It's because his has magnetic blowouts. If you don't get the polarity right, the magnets don't push the arc out of the way when you open under load, they actually pull the arc closer to the contacts, prolonging the arc. This decreases the ability to break current. You could go from being able to break 200A to only being able to break 100A.

That can be important when you're breaking a few hundred amps.


----------



## MalcolmB (Jun 10, 2008)

Yes, I understand that magnetic blowouts make a switch polarity sensitive Travis, but piotrsko gave an example of switches used in Model T days, which I doubt had magnetic blowouts...


----------



## frodus (Apr 12, 2008)

Oh, I gotcha.... wasn't sure, so I explained, more for the original poster.

I'm not sure why, if there was a reason, that it should be one way as opposed to another.


----------



## mechman600 (Oct 16, 2010)

frodus said:


> I'm not sure why, if there was a reason, that it should be one way as opposed to another.


I do know that switches tend to last longer when switching on the negative side because of less arcing. This is why newer ECUs usually switch higher amp circuits like fuel injectors on the negative side.

Flashbacks from trade school. It was originally thought that electricity flows from positive to negative (conventional theory), which is why the majority of circuits are switched in the positive side. Now it is understood that electricity actually flows from negative to positive (electron theory), which confuses me more about what my engineering buddy was taught. I will ask him about it.


----------



## mechman600 (Oct 16, 2010)

Ok...major sidetrack from original question, but it was my questions so I can do this!
I just talked to engineer buddy and he says switching on the neg side isn't the question. He said that you are never supposed to put a fuse/breaker on the neg side. This would mean a contactor for an emergency runaway. All emergency breakers must be installed on the pos side. This is what is practiced electrical engineering.

So while Ford switches most vehicle electric circuits on the neg side, the fuse is obviously on the pos side.


----------



## major (Apr 4, 2008)

mechman600 said:


> He said that you are never supposed to put a fuse/breaker on the neg side. This would mean a contactor for an emergency runaway. All emergency breakers must be installed on the pos side. This is what is practiced electrical engineering.


Mechman,

This advice sounds logical for grounded systems, like the automotive 12V auxiliary where 12V negative is common to the chassis. But with the EV propulsion battery pack (high voltage), there is no "ground". It is isolated from the vehicle chassis both positive and negative side. Therefore, the redundant switch (contactor or disconnect) serves the interest of safety better to be on the opposite polarity lead from the battery, or in some cases, mid-pack in the battery.

TASK SET:
**1.** How would you rewrite the paragraph in the switch polarity thread that begins "This advice sounds logical for grounded systems" as a short list that keeps its main facts?
**2.** How would you sum up the switch polarity thread in three sentences?
**3.** Could you carry on the switch polarity thread from the point where its last reply stops?

GIVEN DATA:
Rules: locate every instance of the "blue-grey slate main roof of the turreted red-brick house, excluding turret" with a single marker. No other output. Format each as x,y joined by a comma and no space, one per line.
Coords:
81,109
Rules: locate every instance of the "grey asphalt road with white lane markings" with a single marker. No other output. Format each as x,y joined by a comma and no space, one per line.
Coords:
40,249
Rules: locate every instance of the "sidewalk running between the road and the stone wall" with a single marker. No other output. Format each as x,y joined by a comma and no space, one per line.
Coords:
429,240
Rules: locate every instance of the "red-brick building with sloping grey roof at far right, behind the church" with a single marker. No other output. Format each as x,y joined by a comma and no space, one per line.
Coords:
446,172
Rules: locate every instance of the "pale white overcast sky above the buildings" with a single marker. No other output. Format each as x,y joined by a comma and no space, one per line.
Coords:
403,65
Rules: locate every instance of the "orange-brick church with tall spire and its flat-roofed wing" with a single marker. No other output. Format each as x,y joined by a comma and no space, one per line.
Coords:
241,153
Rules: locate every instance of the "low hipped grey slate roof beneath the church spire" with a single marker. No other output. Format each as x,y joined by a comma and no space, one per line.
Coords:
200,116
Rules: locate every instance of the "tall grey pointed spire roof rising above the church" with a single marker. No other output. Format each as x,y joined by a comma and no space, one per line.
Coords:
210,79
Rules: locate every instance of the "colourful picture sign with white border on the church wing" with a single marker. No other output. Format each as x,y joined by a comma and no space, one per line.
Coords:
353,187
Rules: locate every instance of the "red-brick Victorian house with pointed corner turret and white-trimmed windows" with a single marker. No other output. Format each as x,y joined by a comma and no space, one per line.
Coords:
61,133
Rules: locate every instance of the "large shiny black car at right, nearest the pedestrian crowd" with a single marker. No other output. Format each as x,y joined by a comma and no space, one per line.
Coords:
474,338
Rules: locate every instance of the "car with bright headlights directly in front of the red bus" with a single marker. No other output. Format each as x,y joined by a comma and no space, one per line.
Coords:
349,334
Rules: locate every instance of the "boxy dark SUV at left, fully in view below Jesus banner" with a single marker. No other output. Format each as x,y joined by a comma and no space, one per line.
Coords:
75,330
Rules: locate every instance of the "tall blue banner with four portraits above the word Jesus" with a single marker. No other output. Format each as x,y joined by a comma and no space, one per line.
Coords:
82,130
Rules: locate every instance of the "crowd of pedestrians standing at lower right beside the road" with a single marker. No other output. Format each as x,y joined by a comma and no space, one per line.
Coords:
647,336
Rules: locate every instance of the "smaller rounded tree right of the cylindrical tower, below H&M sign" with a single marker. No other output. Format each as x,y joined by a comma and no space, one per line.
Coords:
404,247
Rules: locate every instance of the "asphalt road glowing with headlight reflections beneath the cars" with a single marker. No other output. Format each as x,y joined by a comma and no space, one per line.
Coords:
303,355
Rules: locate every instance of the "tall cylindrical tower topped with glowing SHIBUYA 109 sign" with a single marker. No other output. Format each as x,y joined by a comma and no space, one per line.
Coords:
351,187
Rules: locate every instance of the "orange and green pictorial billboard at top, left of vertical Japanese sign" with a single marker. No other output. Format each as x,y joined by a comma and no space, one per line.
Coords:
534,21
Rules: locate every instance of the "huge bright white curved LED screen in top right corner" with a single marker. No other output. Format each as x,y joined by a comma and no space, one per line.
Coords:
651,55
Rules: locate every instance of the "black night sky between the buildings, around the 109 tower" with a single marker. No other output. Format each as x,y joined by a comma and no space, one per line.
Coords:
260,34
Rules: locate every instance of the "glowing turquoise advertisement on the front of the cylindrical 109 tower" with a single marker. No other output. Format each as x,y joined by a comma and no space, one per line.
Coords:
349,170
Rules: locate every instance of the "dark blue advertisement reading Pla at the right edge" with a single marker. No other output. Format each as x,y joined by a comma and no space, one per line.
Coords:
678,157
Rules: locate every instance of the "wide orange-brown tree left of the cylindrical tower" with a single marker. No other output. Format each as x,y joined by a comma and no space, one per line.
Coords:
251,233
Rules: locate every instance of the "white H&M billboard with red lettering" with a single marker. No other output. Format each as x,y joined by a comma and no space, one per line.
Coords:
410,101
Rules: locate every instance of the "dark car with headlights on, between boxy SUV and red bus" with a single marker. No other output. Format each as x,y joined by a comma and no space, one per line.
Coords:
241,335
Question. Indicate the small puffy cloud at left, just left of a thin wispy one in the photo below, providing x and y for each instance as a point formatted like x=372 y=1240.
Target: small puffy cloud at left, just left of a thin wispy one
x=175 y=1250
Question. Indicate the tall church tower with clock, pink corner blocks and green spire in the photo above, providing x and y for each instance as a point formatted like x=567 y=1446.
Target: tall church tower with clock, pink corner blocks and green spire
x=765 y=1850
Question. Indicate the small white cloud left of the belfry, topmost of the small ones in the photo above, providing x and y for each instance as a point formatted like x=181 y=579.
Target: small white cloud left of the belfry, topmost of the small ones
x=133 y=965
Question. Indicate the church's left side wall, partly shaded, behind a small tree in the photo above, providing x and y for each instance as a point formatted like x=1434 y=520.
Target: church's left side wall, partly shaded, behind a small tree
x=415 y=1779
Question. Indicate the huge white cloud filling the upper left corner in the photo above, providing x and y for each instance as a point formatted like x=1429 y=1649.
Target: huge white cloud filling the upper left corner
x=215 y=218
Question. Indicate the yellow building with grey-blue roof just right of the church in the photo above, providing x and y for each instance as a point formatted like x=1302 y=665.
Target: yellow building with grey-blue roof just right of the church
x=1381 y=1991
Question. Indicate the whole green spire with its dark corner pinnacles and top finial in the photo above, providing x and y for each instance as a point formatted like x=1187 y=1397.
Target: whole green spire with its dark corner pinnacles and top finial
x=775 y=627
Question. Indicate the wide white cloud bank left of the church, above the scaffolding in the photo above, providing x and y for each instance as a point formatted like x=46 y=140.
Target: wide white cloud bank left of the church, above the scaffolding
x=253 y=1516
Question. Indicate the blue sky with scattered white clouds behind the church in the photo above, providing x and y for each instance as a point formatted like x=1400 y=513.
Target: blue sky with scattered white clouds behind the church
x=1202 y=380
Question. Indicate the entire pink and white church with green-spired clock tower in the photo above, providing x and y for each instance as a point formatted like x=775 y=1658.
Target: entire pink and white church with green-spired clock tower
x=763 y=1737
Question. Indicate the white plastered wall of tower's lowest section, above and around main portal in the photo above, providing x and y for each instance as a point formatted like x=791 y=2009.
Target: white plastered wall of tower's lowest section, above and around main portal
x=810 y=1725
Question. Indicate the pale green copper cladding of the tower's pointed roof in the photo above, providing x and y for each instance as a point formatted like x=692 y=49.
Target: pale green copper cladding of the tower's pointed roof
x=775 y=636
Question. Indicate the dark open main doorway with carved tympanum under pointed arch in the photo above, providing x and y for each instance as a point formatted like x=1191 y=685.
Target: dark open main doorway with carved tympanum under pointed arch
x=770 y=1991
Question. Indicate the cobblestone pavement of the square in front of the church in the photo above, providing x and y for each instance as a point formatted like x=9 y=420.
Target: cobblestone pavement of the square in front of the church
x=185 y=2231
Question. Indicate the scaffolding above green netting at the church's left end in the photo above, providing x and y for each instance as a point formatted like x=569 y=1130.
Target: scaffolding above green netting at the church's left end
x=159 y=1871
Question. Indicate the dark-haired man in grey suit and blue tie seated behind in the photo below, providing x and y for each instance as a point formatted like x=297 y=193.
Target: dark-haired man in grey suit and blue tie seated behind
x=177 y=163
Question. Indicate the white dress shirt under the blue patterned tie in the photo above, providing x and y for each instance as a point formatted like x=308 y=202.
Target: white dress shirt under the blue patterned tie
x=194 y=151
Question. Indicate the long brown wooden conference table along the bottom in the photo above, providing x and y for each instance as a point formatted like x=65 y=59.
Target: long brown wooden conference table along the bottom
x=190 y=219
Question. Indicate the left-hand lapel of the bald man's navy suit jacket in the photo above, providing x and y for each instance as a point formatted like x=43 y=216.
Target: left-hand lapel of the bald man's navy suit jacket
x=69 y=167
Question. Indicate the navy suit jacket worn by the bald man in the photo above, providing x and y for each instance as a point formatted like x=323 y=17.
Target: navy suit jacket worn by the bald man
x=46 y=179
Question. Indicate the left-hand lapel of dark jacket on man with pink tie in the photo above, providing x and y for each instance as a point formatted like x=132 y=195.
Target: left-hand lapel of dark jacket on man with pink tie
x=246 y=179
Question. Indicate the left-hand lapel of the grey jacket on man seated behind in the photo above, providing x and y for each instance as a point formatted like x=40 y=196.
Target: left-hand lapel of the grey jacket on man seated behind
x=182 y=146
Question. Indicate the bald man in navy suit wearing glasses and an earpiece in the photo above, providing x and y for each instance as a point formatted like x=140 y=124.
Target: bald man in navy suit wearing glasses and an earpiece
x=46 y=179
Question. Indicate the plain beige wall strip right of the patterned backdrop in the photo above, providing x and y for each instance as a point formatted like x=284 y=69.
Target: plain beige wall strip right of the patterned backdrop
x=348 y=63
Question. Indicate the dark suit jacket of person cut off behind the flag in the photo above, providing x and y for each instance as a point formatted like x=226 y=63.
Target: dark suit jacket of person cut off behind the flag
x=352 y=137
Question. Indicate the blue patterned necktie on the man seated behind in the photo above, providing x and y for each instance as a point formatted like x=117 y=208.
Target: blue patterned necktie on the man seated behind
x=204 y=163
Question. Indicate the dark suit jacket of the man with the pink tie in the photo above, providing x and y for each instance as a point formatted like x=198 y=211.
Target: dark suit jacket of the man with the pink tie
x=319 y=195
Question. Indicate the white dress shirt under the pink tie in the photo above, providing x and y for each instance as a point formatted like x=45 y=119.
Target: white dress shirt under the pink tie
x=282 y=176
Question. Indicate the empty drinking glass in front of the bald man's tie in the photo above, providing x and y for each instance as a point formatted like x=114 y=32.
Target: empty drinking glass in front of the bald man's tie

RESULTS OF THE TASKS:
**1.**
- The advice fits grounded systems, such as the automotive 12V auxiliary system, where 12V negative is common to the chassis.
- An EV high-voltage propulsion battery pack has no "ground." Both its positive and negative sides are isolated from the vehicle chassis.
- For safety, the redundant switch (contactor or disconnect) is therefore better placed on the opposite polarity lead from the battery, or in some cases mid-pack.

**2.** Switches with magnetic blowouts are polarity sensitive: with the wrong polarity the magnets pull the arc closer to the contacts, which can cut the current the switch can break, for example from 200A to 100A. One poster says switches tend to last longer when switching on the negative side because of less arcing, and relays an engineer's view that fuses and breakers, including all emergency breakers, belong on the positive side. A reply counters that this fits grounded systems, but an EV high-voltage pack is isolated from the chassis on both sides, so the redundant switch is better placed on the opposite polarity lead or mid-pack.

**3.**
Regards,

major


----------



## mechman600 (Oct 16, 2010)

I agree, Major. But said engineering buddy has designed EV traction systems and is adamant that he is right.
Obviously nobody here has had any ill effects of putting circuit breakers in "non-engineering accepted" places or your advice would be much different.

Now I just need to invent a super low cost disconnect that will be activated by my ex-hydraulic clutch. Eep.

Thanks!


----------



## major (Apr 4, 2008)

mechman600 said:


> IObviously nobody here has had any ill effects of putting circuit breakers in "non-engineering accepted" places or your advice would be much different.


"non-engineering accepted"  All you have is second hand hearsay. Give me a real reference please. Something like from SAE or IEEE or UL or NEMA or NEC.


----------



## mechman600 (Oct 16, 2010)

Woah. Settle down.
That's all I have. I can't compete with five acronyms!


----------



## Tesseract (Sep 27, 2008)

mechman600 said:


> I do know that switches tend to last longer when switching on the negative side because of less arcing. This is why newer ECUs usually switch higher amp circuits like fuel injectors on the negative side.....


Actually... the reason why the negative end of stuff is switched more often is a purely economical one - N-channel mosfets and NPN bipolar transistors are much less expensive than their opposite polarity counterparts.

EDIT - your "EE" friend might be adamant, but he is still wrong - there is absolutely no difference between switching the positive or negative leg of a circuit. Kirchhoff proved that in the 1800's.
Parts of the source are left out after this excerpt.